→ FRAGMENTO SELECCIONADO:
────────────────────────────────────────

El malestar que provocó en la Iglesia la decisión del presidente Alberto Fernández de impulsar la legalización del aborto, en particular el empeño que puso en lograrlo en medio de la pandemia y de que sea aprobado en torno a la Navidad, empieza a reflejarse en declaraciones y gestos críticos hacia el Gobierno -por situaciones más que justificadas- que prometen ir en aumento.
Es cierto que también gravitó el criterio de darle un crédito en el primer año a todo mandatario que siempre en estas tierras recibe una herencia complicada. Como que también se abatió la emergencia sanitaria. Pero es evidente que los obispos ahora están mucho más dispuestos a expresar sus cuestionamientos cuando creen estar ante a flagrantes hechos de inmoralidad o atropellos.
En diciembre ya los obispos habían decidido no realizar la habitual visita al presidente de la Nación para transmitirle los saludos navideños, con lo cual quebraron una tradición de décadas. En cambio, optaron por enviarle una carta cuyo contenido se mantiene hasta hoy en reserva. No fue una actitud irrelevante porque los gestos cuentan mucho en una institución como la Iglesia.
Menos llamativa, pero también relevante fue la decisión del Episcopado de no enviar a ningún miembro de su conducción a la reunión informativa sobre el Consejo Económico Social que creó el Gobierno. Mientras entidades como la DAIA, la AMIA, la Alianza Cristiana de Iglesias Evangélicas y el Centro Islámicos enviaron a sus presidentes, por la Iglesia católica fue su jefe de prensa.
Aunque con casi nula repercusión nacional acaso porque no se generó en la ciudad de Buenos Aires, sino en el interior, fue la dura declaración que días atrás difundieron los 14 obispos del noroeste tras su encuentro anual, esta vez en Salta. En ella afirmaban: “La democracia se ve amenazada por la falta de respeto a la división de los tres podres, por la falta de independencia de la justicia”.
También advertían que la democracia “se viene debilitando progresivamente por la falta de escucha, diálogo y encuentro” y lamentaban que “muchos funcionarios de los tres poderes y dirigentes (políticos, sociales, sindicales, económicos, sindicales, e incluso religiosos) antepongan el bien personal, partidario o sectorial por encima del bien común, privilegiando a grupos y excluyendo a muchísimos ciudadanos”.
La más reciente constatación del endurecimiento de la Iglesia y de no dejar pasar por alto situaciones moralmente criticables se produjo cuando aún no se habían cumplido 24 horas de que se destapara el escándalo por las vacunaciones VIP. En efecto, sorprendió no solo la dureza, sino la velocidad con la que el presidente del Episcopado salió a criticarlo porque su institución suele tomarse su tiempo.
El obispo Oscar Ojea – de él se trata – afirmó sin vueltas: “Vivimos perplejos la politización de la vacuna”. Tras señalar que la inmunización “no se puede politizar” porque “es un bien de todos” y “tenemos que tener una gran delicadeza porque se trata de la vida y la muerte”, destacó: “Primero merecen recibirla aquellos que tienen la responsabilidad de los cuidados esenciales”.
En un año electoral clave para el oficialismo, el Gobierno seguramente ya tomó nota de que se le abrió un frente complicado con la Iglesia. Pero los obispos deben ser conscientes de que no hace falta la legalización del aborto para criticarle al poder político lo que debe ser criticado porque hace a su misión profética.
Eso no solo le hace bien a la dirigencia, en la medida en que se sienta interpelada - y en definitiva ello beneficia a toda la sociedad-, sino a la propia Iglesia de cara a la historia.

────────────────────────────────────────

→ LÍNEAS EXTRAÍDAS:
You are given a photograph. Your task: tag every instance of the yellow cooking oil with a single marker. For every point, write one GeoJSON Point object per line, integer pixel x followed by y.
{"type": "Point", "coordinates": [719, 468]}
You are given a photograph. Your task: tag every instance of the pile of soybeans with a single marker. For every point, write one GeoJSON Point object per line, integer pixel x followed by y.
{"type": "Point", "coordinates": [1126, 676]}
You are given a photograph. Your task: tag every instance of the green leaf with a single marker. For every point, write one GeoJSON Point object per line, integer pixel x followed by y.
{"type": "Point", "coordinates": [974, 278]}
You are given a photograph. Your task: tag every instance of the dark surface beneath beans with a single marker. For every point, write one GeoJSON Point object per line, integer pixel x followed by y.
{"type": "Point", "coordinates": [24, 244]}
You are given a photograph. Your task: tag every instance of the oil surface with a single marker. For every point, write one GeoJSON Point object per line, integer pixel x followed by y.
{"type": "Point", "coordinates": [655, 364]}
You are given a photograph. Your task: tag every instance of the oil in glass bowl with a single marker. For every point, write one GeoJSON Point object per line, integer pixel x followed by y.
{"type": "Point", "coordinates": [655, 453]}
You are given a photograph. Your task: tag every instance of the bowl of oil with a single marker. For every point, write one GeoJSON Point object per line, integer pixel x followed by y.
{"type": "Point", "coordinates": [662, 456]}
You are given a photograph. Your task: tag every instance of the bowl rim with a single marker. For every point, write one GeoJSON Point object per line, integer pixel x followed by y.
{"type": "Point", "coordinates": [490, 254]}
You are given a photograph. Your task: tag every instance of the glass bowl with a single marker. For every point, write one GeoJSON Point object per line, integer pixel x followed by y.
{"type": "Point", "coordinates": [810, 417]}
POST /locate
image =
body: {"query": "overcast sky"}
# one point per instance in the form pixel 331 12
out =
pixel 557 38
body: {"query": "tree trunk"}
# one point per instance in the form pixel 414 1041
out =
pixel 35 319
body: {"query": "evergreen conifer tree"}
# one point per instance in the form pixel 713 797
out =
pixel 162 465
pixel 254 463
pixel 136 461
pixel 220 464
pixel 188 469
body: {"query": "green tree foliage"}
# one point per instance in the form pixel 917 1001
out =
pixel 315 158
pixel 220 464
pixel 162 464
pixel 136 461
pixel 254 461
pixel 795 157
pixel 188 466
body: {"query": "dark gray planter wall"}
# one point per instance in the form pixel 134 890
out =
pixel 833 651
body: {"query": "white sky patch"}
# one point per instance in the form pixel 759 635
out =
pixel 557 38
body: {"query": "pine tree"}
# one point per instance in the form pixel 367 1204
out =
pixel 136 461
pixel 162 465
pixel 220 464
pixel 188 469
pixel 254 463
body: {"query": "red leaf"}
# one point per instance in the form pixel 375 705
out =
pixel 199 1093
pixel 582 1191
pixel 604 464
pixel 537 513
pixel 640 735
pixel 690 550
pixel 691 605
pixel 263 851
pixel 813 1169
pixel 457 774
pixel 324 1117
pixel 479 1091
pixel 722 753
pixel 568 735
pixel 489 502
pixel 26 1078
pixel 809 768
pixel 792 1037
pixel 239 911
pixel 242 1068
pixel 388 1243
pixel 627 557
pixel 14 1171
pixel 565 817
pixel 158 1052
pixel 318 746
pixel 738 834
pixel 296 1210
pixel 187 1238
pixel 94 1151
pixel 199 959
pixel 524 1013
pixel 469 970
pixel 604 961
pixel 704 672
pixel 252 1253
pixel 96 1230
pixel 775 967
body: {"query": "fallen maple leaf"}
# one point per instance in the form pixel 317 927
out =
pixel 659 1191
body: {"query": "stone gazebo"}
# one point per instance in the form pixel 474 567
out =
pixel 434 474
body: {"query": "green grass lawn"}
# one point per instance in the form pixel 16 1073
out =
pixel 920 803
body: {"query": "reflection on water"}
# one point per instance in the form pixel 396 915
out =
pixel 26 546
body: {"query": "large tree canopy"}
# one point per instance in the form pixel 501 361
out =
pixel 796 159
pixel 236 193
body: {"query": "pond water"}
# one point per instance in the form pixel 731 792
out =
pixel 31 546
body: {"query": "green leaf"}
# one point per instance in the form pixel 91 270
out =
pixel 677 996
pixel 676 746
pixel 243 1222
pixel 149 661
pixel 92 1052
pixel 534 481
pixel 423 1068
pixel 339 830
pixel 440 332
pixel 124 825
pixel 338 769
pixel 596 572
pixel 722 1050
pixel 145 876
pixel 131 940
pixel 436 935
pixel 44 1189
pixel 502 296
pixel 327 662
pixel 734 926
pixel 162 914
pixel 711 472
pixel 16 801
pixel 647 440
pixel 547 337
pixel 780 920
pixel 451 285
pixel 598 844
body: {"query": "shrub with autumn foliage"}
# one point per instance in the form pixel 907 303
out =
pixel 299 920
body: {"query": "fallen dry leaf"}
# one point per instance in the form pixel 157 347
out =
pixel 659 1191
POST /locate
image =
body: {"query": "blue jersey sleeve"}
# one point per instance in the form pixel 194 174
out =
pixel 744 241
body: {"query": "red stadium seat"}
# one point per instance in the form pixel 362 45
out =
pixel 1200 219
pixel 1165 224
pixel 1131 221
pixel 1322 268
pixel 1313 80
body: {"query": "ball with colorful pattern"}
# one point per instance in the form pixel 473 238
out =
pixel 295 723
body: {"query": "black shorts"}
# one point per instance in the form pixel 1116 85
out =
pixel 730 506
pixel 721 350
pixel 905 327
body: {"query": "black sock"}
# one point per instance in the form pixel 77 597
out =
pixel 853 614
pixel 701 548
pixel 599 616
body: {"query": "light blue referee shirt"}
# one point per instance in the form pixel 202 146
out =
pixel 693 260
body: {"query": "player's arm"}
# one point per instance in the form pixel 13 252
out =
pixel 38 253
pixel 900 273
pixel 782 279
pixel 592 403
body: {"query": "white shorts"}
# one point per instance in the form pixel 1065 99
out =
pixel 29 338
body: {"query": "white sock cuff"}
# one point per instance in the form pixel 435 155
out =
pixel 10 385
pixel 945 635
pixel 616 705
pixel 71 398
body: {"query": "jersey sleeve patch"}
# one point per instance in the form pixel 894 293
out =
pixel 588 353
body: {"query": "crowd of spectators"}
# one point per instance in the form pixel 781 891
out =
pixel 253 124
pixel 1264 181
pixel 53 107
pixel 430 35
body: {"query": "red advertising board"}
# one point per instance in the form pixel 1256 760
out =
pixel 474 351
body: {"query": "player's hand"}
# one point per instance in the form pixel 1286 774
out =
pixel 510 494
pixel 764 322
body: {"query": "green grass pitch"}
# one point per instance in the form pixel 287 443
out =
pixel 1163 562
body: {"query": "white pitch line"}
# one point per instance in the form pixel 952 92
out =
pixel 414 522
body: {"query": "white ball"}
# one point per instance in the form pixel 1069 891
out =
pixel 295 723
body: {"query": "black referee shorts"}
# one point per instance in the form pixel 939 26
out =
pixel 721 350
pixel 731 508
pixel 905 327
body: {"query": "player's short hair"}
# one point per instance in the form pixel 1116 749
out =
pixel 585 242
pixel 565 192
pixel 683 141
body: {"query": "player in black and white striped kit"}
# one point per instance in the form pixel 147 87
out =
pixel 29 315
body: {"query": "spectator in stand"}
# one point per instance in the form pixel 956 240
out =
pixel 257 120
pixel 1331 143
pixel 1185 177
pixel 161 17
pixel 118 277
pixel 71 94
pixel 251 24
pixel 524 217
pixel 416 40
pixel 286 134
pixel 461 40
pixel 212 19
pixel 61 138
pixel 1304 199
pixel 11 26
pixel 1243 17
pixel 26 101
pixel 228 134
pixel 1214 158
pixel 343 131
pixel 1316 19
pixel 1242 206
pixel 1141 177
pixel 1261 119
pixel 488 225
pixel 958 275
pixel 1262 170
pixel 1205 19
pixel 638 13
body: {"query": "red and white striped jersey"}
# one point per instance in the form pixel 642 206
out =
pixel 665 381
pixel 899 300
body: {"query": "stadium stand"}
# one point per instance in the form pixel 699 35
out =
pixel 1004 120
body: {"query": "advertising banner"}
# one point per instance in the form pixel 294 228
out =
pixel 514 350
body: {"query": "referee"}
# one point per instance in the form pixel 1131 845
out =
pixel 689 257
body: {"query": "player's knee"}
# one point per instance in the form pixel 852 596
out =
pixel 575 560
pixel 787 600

────────────────────────────────────────

→ TAREAS DEL EJERCICIO:
1. Copia el fragmento entre "El obispo Oscar" y "su misión profética.", ambos incluidos, y cambia "obispos" por "prelados".
2. Indica si cada afirmación concuerda con el fragmento y cita las palabras que lo deciden: (a) en diciembre los obispos visitaron al presidente para transmitirle los saludos navideños; (b) la Iglesia católica mandó a su jefe de prensa a la reunión informativa sobre el Consejo Económico Social; (c) el encuentro anual de los obispos del noroeste se hizo esta vez en Salta.
3. Según la declaración de los obispos del noroeste que cita el fragmento, ¿la falta de qué hace que la democracia "se viene debilitando progresivamente"? Enumera cada elemento.
Las líneas son un material independiente del fragmento.

→ RESPUESTAS:
1.
El obispo Oscar Ojea – de él se trata – afirmó sin vueltas: “Vivimos perplejos la politización de la vacuna”. Tras señalar que la inmunización “no se puede politizar” porque “es un bien de todos” y “tenemos que tener una gran delicadeza porque se trata de la vida y la muerte”, destacó: “Primero merecen recibirla aquellos que tienen la responsabilidad de los cuidados esenciales”.
En un año electoral clave para el oficialismo, el Gobierno seguramente ya tomó nota de que se le abrió un frente complicado con la Iglesia. Pero los prelados deben ser conscientes de que no hace falta la legalización del aborto para criticarle al poder político lo que debe ser criticado porque hace a su misión profética.

2.
(a) No: "habían decidido no realizar la habitual visita al presidente de la Nación para transmitirle los saludos navideños".
(b) Sí: "por la Iglesia católica fue su jefe de prensa".
(c) Sí: "tras su encuentro anual, esta vez en Salta".

3.
Escucha
Diálogo
Encuentro